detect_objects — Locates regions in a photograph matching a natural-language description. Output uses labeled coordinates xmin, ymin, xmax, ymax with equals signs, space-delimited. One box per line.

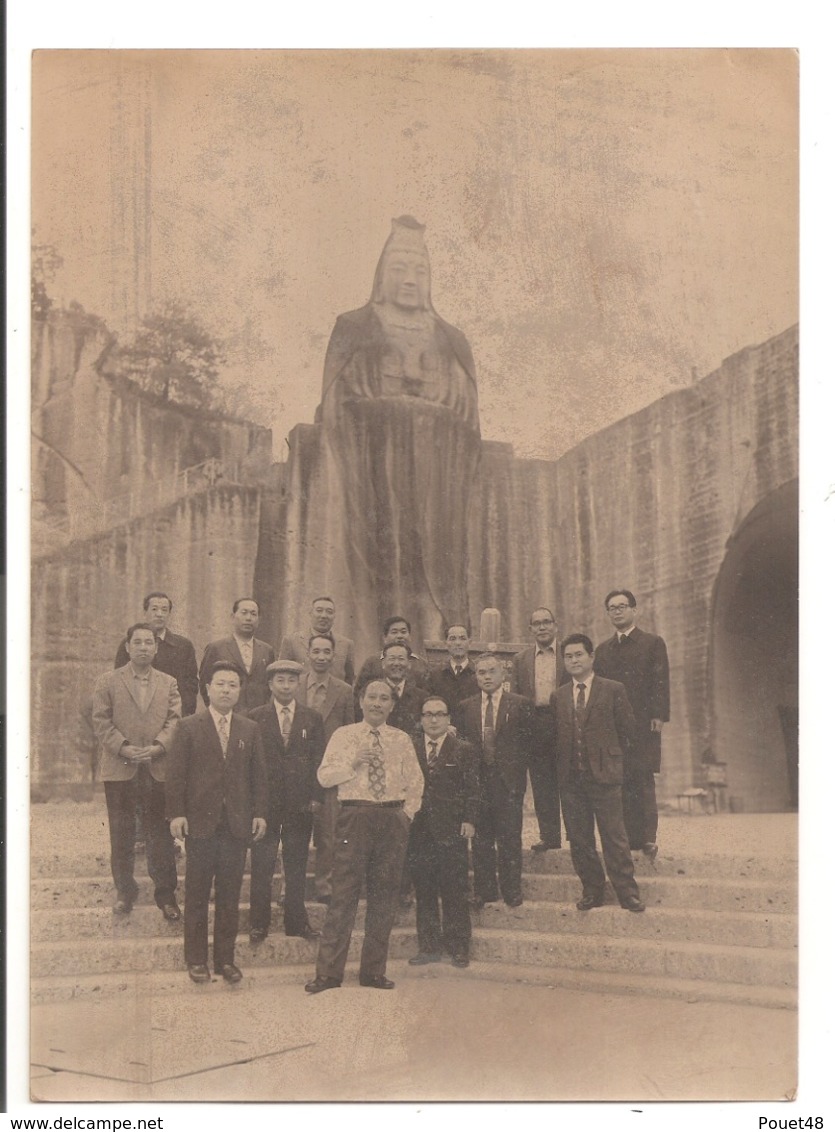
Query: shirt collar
xmin=618 ymin=627 xmax=635 ymax=640
xmin=209 ymin=705 xmax=232 ymax=728
xmin=128 ymin=663 xmax=152 ymax=681
xmin=572 ymin=673 xmax=595 ymax=689
xmin=536 ymin=642 xmax=557 ymax=655
xmin=450 ymin=658 xmax=469 ymax=670
xmin=482 ymin=689 xmax=501 ymax=704
xmin=425 ymin=733 xmax=446 ymax=754
xmin=274 ymin=698 xmax=296 ymax=720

Problem description — Now transcribe all the entries above exactly, so that no picture is carried over.

Answer section —
detect_objects — Locates regions in a photograph matching a natural-language description. Output uses labeled coordinates xmin, ymin, xmax, ymax with equals signs, space-delimited. One box per line.

Query: shirt collar
xmin=618 ymin=627 xmax=635 ymax=640
xmin=209 ymin=705 xmax=232 ymax=728
xmin=128 ymin=663 xmax=152 ymax=681
xmin=572 ymin=673 xmax=595 ymax=689
xmin=536 ymin=642 xmax=557 ymax=655
xmin=450 ymin=658 xmax=469 ymax=670
xmin=482 ymin=689 xmax=501 ymax=704
xmin=425 ymin=733 xmax=446 ymax=754
xmin=274 ymin=698 xmax=296 ymax=720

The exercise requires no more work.